### DIRECTION
Repeat all entries exactly.

### DATASET EXTRACT
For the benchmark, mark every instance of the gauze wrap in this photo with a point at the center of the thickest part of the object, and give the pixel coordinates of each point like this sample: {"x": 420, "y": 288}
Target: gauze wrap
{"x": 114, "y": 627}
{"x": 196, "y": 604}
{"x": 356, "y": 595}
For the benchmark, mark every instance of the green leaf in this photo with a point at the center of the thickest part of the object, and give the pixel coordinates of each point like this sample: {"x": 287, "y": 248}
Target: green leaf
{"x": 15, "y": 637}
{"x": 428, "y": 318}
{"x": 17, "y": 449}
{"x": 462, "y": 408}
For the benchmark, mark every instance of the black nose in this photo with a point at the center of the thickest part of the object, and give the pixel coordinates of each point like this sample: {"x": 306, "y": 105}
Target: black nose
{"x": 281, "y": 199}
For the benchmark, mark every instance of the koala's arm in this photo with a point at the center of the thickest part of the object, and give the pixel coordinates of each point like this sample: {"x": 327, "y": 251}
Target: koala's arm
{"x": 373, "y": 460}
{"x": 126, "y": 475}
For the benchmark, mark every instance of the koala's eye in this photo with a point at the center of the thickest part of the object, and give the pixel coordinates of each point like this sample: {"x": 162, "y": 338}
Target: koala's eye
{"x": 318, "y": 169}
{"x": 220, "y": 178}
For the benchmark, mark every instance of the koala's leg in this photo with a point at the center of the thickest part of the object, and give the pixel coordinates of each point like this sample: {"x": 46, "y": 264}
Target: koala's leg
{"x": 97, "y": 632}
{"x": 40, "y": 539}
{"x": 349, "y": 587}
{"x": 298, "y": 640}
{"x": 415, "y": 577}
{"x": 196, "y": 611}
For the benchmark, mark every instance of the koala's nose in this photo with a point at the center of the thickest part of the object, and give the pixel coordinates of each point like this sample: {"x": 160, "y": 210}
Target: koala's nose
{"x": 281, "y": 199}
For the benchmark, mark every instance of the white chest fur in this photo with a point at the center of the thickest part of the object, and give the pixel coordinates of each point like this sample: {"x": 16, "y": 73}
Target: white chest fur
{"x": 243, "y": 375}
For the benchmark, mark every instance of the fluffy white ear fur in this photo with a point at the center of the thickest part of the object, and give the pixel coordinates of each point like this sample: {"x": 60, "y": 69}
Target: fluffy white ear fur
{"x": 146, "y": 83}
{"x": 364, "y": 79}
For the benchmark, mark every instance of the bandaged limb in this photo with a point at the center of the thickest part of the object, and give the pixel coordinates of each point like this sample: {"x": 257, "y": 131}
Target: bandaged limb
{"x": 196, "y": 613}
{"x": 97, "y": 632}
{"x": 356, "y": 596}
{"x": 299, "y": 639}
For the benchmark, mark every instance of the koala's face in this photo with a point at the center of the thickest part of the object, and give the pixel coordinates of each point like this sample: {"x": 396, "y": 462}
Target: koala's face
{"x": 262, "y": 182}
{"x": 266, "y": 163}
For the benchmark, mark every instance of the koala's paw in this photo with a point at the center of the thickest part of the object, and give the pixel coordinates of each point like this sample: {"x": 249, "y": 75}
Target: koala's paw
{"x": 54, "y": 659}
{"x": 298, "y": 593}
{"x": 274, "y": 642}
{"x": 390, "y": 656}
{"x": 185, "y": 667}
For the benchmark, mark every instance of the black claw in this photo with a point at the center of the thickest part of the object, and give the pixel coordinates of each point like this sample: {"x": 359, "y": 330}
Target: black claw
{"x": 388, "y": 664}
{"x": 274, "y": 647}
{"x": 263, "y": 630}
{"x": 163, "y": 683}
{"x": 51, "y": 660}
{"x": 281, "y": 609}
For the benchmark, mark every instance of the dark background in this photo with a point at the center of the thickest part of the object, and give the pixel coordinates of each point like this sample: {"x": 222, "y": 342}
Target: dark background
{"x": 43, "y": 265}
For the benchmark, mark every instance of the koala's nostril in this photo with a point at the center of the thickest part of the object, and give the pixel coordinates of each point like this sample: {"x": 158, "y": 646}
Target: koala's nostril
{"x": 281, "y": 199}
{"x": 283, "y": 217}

### REPLY TO THE TASK
For the benchmark, mark every instance of the gauze wrap in this photo with a point at the center of the thickest part of the object, and give the pixel coordinates of each point like this sample: {"x": 420, "y": 288}
Target: gauze wrap
{"x": 114, "y": 627}
{"x": 196, "y": 604}
{"x": 356, "y": 595}
For the benchmark, mark every instance of the green leaf in this photo with a point at the center of the thickest part of the object, and give the pixel coordinates of each point like this sample: {"x": 287, "y": 248}
Target: green leaf
{"x": 15, "y": 637}
{"x": 428, "y": 318}
{"x": 17, "y": 449}
{"x": 462, "y": 408}
For the benchmark, mark every instance of the black nose in this photo with a point at the center of the thickest part of the object, and give the pixel coordinates of each point like this sample: {"x": 306, "y": 105}
Target: black nose
{"x": 281, "y": 199}
For the benchmark, mark every instance of the koala's arm in this photo with a point at the center of the thickest part of the object, and give the pixel coordinates of each point like this sample: {"x": 327, "y": 251}
Target: koala's arm
{"x": 373, "y": 460}
{"x": 126, "y": 475}
For the benchmark, mark every instance of the koala's eye in this photo with a point at the center of the thickest part of the object, and give the pixel coordinates of each point like this sample: {"x": 162, "y": 338}
Target: koala's eye
{"x": 318, "y": 169}
{"x": 220, "y": 178}
For the benchmark, mark every instance of the koala's leg in this photo with a point at the center of the thickest part of the object, and give the pixel coordinates of each point like this sample: {"x": 46, "y": 264}
Target: koala's leg
{"x": 97, "y": 632}
{"x": 40, "y": 539}
{"x": 349, "y": 587}
{"x": 298, "y": 640}
{"x": 415, "y": 577}
{"x": 196, "y": 611}
For the benchmark, mark every instance of the koala's nose in this photo with a point at the center of the thickest part of the object, and give the pixel coordinates of each point like this sample: {"x": 160, "y": 210}
Target: koala's nose
{"x": 281, "y": 199}
For the benchmark, mark every instance of the white chest fur in this photo with a point at the center of the thickest part of the object, and give the pixel coordinates of each point like this sample: {"x": 16, "y": 73}
Target: white chest fur
{"x": 243, "y": 375}
For the benchmark, mark every instance of the fluffy white ear fur in this photo with a point at the center of the thickest part of the object, and give the pixel coordinates of each point like this sample: {"x": 60, "y": 69}
Target: fluffy white ear fur
{"x": 146, "y": 83}
{"x": 364, "y": 79}
For the benchmark, mark every instance of the bandaged limb in this photo with a point at the center of the thickest part of the object, and give the pixel coordinates of each point like this sample: {"x": 257, "y": 131}
Target: bandaged limb
{"x": 196, "y": 613}
{"x": 97, "y": 632}
{"x": 356, "y": 596}
{"x": 299, "y": 639}
For the benchmark, mark every instance of the koala's face in this photo with a point at the center of the thickest part of the object, and give the pixel coordinates of each point like this sample: {"x": 396, "y": 462}
Target: koala's face
{"x": 262, "y": 182}
{"x": 266, "y": 163}
For the benchmark, mark every instance of the koala's paw in this photo with a point at the center of the thickest part of the object, and give the pixel coordinates of each point like this sample: {"x": 249, "y": 75}
Target: koala's paw
{"x": 54, "y": 659}
{"x": 298, "y": 593}
{"x": 274, "y": 642}
{"x": 390, "y": 656}
{"x": 185, "y": 667}
For the benchmark, mark every instance of the black claw in this photo with a point at the center of the thickest part of the object, and give the pixel coordinates of each point like this sample: {"x": 359, "y": 330}
Target: black claw
{"x": 388, "y": 664}
{"x": 274, "y": 647}
{"x": 263, "y": 630}
{"x": 163, "y": 683}
{"x": 51, "y": 660}
{"x": 281, "y": 609}
For the benchmark, mark every instance of the dark background in this photo with a point at the center of the thickest part of the object, and give the pixel coordinates of each point like this sample: {"x": 222, "y": 342}
Target: dark background
{"x": 43, "y": 265}
For the benchmark, mark every instance of the koala's nostril in this photo with a point at the center of the thickest part of the object, and give the pixel coordinates of each point like this sample: {"x": 158, "y": 646}
Target: koala's nostril
{"x": 281, "y": 199}
{"x": 283, "y": 217}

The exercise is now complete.